At Sao Paulo’s biggest cemetery, Vila Formosa, Adenilson Costa was among workers in blue protective suits digging up old graves today. He said their work has only grown more arduous during the pandemic, and as he removed bones from unearthed coffins, he said he fears what is to come.
“With this opening of malls and stores we get even more worried. We are not in the curve; we are in the peak and people aren’t aware,” Costa said. “This isn’t over. Now is the worrisome moment. And there are still people out.”
In April, gravediggers at Vila Formosa buried 1,654 people, up more than 500 from the previous month. Numbers for May and June aren’t yet available.
Before the pandemic, Costa said, he and colleagues would exhume remains of about 40 coffins per day if families stopped paying required fees for the plots. In recent weeks that figure has more than doubled.

:::::

# [Actions to take]
1. Reproduce the passage on Sao Paulo's Vila Formosa cemetery between "At Sao Paulo’s" and "aren’t yet available.", inclusive.
2. Answer these from the passage on Sao Paulo's Vila Formosa cemetery:
(a) What were the workers digging up old graves wearing?
(b) How many people did gravediggers at Vila Formosa bury in April?
(c) Before the pandemic, how many coffins per day did Costa and his colleagues exhume remains from?
3. Write the next few sentences of the passage on Sao Paulo's Vila Formosa cemetery, picking up after its final sentence.

# [Supplied information]
:::::

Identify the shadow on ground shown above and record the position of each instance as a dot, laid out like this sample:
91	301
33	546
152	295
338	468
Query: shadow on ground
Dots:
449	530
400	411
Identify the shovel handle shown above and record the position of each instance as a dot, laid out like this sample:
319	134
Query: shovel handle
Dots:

:::::

# [Answers to the exercises]
1.
At Sao Paulo’s biggest cemetery, Vila Formosa, Adenilson Costa was among workers in blue protective suits digging up old graves today. He said their work has only grown more arduous during the pandemic, and as he removed bones from unearthed coffins, he said he fears what is to come.
“With this opening of malls and stores we get even more worried. We are not in the curve; we are in the peak and people aren’t aware,” Costa said. “This isn’t over. Now is the worrisome moment. And there are still people out.”
In April, gravediggers at Vila Formosa buried 1,654 people, up more than 500 from the previous month. Numbers for May and June aren’t yet available.

2.
(a) Blue protective suits.
(b) 1,654.
(c) About 40.

3.
Remains stored in the metal containers will eventually be moved to a public ossuary, according to the statement from the city’s funeral office. Its superintendent, Thiago Dias da Silva, told the Globo network that containers have been used before and they are more practical and affordable than building new ossuaries.
Work has been so busy in Sao Paulo cemeteries since the outbreak began that one of Costa’s relatives was buried only a few meters (yards) from where he was working one day — without him even knowing. “I only found out the next day,” he said.
Three other people he knew have also died from the virus.
“People say nothing scares gravediggers. COVID does,” Costa said.